Read the data and repeat it in full, exactly.

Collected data

╭──

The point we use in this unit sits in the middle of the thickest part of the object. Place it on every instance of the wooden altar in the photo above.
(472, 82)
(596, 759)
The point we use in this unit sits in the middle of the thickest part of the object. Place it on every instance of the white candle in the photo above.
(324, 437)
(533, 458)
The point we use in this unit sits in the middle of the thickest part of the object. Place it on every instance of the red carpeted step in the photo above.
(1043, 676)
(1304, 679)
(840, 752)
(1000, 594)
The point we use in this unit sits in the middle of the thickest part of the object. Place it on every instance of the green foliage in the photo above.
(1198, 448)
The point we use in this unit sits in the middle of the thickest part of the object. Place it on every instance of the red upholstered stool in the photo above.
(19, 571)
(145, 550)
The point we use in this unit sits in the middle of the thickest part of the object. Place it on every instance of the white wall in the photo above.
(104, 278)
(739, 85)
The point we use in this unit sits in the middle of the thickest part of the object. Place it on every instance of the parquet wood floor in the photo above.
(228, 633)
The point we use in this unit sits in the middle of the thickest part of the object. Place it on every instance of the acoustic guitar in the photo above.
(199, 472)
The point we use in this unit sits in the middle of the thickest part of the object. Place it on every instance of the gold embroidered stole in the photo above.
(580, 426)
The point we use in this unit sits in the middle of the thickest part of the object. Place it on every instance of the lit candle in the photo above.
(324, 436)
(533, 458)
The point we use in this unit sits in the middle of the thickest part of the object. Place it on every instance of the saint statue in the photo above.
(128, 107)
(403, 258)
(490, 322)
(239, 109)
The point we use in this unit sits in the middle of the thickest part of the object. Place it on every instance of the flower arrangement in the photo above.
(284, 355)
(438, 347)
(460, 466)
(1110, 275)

╰──

== SOLUTION ==
The point we use in this unit sits in the middle of the thickest part of the object. Place it on every instance of the wooden altar in the photo above.
(472, 82)
(596, 759)
The point we use in this unit sits in the middle of the thickest part of the object. Place it on every instance of the white candle in the photo above.
(324, 437)
(533, 458)
The point we use in this unit sits in the middle of the thickest part of the object. Place it on every instance of the red carpeted step in the photo above.
(1043, 676)
(1304, 679)
(840, 752)
(1000, 594)
The point we use in this unit sits in the middle of the thickest part of the object. Place it on every instance of the green foliage in the photo above.
(1198, 448)
The point we use in this unit sits in the middle of the thickest part of the object. Place it on every instance of the red upholstered stool in the photo above.
(19, 571)
(145, 550)
The point we use in this unit sits in the middle of the thickest part of the object. Place it on every instance of the white wall in the photo above.
(104, 278)
(739, 85)
The point we use in this unit sits in the middle of the thickest part of the object. Place it on every instance of the parquet wood floor in the photo above.
(228, 633)
The point we use in this unit sits in the middle of the thickest part of the object. Place it on every instance of the acoustic guitar in the photo above.
(199, 472)
The point we use in this unit sits in the middle of the thickest part of the object. Place it on every instance of the gold embroidered stole in the photo above.
(580, 426)
The point we use in this unit sits in the middle of the thickest part of the object. Place it on every instance of the lit candle in the photo above.
(324, 436)
(533, 458)
The point we use in this unit sits in the middle of the thickest part of the object. Place it on every instance of the saint statue in the photo above.
(128, 107)
(403, 258)
(490, 322)
(239, 109)
The point we use in this unit sits in the middle of the thickest part of the object. Place it on every instance of the flower arrangement in the photo above.
(284, 355)
(438, 347)
(460, 466)
(1110, 275)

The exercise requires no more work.